╭─ Source excerpt

NBA finalist Kate Walbert's A Short History of Women (Reviews, Feb. 2) follows several generations of women from the British suffrage movement through 1970s consciousness-raising to the age of Facebook as they struggle against oppression.

What inspired you to start the book with Dorothy Trevor Townsend, a woman who starves herself for suffrage?

I often write from an image, but I never had that image in mind. Really what started the book was the first line: “Mum starved herself for suffrage, Grandmother claiming it was just like Mum to take a cause too far.” I think this was six or seven years ago that I wrote that line. I kept circling that line because I really liked the voice. There was so much in that line that was puzzling to me. Just the use of the word “mum”—I knew I wasn't here, I knew I was in England. Already there's a dynamic of disapproval there between the mother and the grandmother. There was also a kind of coolness from the speaker herself, which made me wonder, what would be the reaction of the child for the mother abandoning her this way.

╰─
╭─ Provided information

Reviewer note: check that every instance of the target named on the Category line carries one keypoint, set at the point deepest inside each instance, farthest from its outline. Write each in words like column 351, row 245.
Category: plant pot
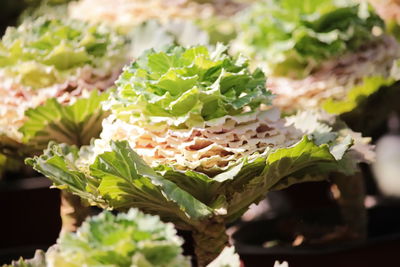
column 381, row 246
column 30, row 217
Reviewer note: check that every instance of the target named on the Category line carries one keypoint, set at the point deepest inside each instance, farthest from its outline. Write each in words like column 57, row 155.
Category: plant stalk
column 350, row 197
column 209, row 242
column 73, row 212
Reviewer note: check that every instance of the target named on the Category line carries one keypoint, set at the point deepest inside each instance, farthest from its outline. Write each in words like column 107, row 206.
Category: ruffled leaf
column 356, row 95
column 75, row 123
column 293, row 37
column 185, row 87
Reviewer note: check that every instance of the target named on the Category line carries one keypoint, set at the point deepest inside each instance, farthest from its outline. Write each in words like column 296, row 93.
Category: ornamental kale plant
column 292, row 38
column 59, row 60
column 52, row 76
column 131, row 239
column 193, row 138
column 334, row 55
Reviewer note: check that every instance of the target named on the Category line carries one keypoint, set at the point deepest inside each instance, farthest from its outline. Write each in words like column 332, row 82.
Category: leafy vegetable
column 76, row 123
column 131, row 239
column 191, row 140
column 158, row 36
column 185, row 87
column 292, row 38
column 48, row 51
column 356, row 95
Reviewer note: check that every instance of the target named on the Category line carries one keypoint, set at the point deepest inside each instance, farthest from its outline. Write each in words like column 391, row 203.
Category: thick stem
column 350, row 194
column 73, row 212
column 209, row 242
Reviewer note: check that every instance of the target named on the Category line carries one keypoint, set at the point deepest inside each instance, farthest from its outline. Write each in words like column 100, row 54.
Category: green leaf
column 39, row 260
column 74, row 124
column 119, row 179
column 46, row 51
column 131, row 239
column 356, row 95
column 292, row 38
column 253, row 181
column 184, row 87
column 227, row 258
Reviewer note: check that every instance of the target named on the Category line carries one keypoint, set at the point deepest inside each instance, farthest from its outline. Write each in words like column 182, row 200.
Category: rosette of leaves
column 131, row 239
column 334, row 55
column 52, row 74
column 292, row 38
column 53, row 59
column 193, row 140
column 44, row 52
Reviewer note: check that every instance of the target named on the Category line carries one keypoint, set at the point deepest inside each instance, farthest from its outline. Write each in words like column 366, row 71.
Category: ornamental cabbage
column 321, row 54
column 131, row 239
column 59, row 60
column 292, row 38
column 192, row 138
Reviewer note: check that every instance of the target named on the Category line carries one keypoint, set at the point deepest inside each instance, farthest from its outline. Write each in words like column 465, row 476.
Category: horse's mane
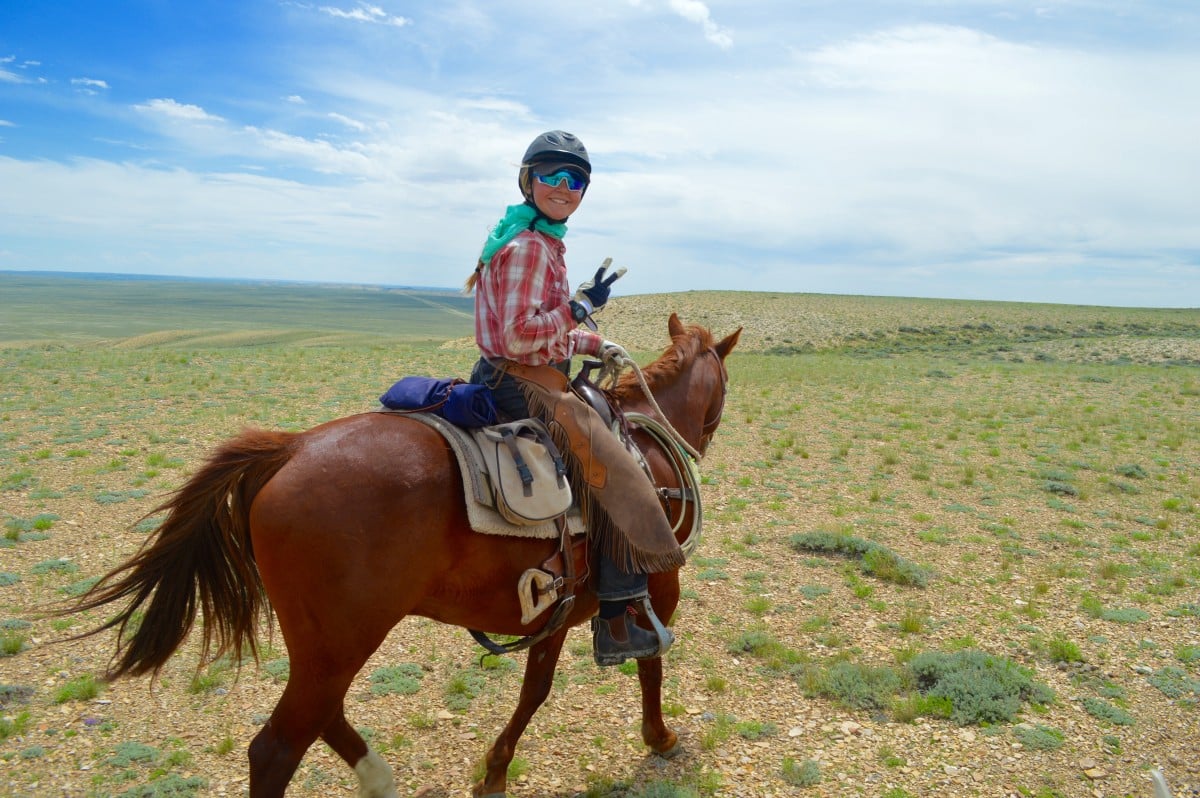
column 684, row 348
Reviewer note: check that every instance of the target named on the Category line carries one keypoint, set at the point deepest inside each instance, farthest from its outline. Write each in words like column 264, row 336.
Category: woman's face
column 556, row 202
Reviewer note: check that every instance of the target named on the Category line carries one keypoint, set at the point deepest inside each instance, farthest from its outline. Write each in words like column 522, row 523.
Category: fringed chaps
column 618, row 503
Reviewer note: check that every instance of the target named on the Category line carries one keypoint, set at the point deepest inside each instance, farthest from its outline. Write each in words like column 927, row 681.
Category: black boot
column 619, row 639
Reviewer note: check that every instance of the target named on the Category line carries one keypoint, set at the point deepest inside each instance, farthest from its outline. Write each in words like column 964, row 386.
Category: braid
column 469, row 286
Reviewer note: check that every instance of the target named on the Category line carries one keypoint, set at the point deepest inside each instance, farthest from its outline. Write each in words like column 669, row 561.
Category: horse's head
column 688, row 381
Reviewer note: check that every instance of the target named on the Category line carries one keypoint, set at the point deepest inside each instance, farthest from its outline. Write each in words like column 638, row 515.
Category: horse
column 342, row 531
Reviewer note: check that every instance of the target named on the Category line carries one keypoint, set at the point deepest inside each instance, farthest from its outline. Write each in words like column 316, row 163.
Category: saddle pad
column 477, row 490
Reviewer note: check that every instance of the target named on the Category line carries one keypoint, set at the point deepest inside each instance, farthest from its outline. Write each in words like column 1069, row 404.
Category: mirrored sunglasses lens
column 574, row 183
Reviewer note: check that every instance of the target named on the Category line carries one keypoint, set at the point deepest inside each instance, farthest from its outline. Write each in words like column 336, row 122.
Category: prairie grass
column 973, row 484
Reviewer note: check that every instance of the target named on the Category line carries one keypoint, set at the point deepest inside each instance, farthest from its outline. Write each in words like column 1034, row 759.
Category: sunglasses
column 573, row 179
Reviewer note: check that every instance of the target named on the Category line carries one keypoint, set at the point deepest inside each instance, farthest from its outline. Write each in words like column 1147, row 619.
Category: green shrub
column 1104, row 711
column 129, row 753
column 801, row 774
column 168, row 786
column 15, row 725
column 1063, row 651
column 859, row 687
column 1188, row 654
column 981, row 688
column 11, row 643
column 400, row 679
column 1038, row 737
column 1126, row 616
column 1174, row 683
column 85, row 688
column 54, row 567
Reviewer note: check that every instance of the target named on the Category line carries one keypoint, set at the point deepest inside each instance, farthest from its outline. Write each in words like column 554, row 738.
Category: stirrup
column 666, row 637
column 607, row 651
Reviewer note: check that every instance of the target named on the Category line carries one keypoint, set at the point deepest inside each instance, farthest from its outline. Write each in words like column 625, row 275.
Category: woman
column 527, row 330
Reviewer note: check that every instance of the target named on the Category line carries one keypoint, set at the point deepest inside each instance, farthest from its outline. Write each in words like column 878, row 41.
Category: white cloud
column 696, row 12
column 89, row 83
column 177, row 111
column 349, row 123
column 367, row 13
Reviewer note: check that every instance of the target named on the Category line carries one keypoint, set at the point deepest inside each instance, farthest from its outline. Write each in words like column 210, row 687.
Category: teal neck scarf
column 516, row 220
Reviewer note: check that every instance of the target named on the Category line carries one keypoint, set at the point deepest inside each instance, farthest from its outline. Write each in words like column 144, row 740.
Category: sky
column 1043, row 150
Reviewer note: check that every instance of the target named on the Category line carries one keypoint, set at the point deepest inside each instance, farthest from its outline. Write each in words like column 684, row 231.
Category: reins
column 611, row 371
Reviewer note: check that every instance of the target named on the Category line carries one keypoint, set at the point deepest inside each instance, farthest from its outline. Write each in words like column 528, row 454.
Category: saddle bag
column 459, row 402
column 526, row 471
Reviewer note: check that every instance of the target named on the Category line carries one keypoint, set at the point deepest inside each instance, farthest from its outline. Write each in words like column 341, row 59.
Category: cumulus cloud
column 349, row 123
column 367, row 13
column 175, row 111
column 696, row 12
column 88, row 85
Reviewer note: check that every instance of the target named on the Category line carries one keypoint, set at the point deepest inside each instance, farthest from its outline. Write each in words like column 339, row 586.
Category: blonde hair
column 469, row 286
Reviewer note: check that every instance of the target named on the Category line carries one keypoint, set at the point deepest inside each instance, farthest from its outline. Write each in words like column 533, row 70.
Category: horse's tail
column 201, row 559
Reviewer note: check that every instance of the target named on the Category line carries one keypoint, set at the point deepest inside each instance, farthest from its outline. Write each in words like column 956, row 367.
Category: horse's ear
column 726, row 345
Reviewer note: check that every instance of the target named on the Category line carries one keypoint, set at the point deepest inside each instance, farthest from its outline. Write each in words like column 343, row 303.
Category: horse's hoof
column 479, row 786
column 672, row 751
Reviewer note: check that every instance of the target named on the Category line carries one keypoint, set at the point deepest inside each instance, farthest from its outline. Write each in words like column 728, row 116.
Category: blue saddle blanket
column 459, row 402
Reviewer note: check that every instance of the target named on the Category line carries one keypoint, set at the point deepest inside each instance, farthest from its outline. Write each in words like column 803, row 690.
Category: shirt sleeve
column 531, row 316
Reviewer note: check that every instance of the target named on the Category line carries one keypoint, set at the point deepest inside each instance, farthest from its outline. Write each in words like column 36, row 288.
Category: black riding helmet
column 551, row 151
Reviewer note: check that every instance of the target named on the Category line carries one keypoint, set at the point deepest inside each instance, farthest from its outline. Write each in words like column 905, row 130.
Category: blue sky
column 979, row 149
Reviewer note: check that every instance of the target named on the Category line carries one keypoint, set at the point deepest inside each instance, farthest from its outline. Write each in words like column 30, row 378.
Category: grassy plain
column 1039, row 463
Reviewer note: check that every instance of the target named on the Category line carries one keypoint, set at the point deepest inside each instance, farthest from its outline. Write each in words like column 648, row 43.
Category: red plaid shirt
column 522, row 309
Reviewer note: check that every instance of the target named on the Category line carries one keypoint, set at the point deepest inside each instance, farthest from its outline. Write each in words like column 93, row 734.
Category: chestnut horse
column 345, row 529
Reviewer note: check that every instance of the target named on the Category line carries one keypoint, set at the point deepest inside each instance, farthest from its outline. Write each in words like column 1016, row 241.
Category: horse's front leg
column 539, row 678
column 655, row 732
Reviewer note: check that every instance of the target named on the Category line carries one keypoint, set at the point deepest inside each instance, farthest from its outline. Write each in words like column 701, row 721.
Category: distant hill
column 112, row 310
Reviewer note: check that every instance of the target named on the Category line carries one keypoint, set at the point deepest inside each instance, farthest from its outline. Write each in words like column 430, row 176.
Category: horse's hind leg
column 655, row 733
column 307, row 708
column 375, row 775
column 539, row 678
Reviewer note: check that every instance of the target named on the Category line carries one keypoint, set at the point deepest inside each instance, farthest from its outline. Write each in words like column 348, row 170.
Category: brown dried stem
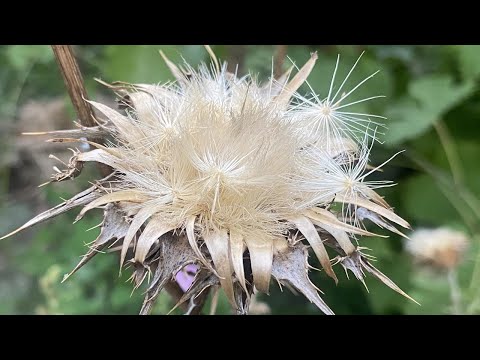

╰─

▶ **What you should do**: Reproduce the full interview excerpt about Kate Walbert's A Short History of Women word for word. The records are separate material and have no connection to the text.

▶ **Written solution**:
NBA finalist Kate Walbert's A Short History of Women (Reviews, Feb. 2) follows several generations of women from the British suffrage movement through 1970s consciousness-raising to the age of Facebook as they struggle against oppression.

What inspired you to start the book with Dorothy Trevor Townsend, a woman who starves herself for suffrage?

I often write from an image, but I never had that image in mind. Really what started the book was the first line: “Mum starved herself for suffrage, Grandmother claiming it was just like Mum to take a cause too far.” I think this was six or seven years ago that I wrote that line. I kept circling that line because I really liked the voice. There was so much in that line that was puzzling to me. Just the use of the word “mum”—I knew I wasn't here, I knew I was in England. Already there's a dynamic of disapproval there between the mother and the grandmother. There was also a kind of coolness from the speaker herself, which made me wonder, what would be the reaction of the child for the mother abandoning her this way.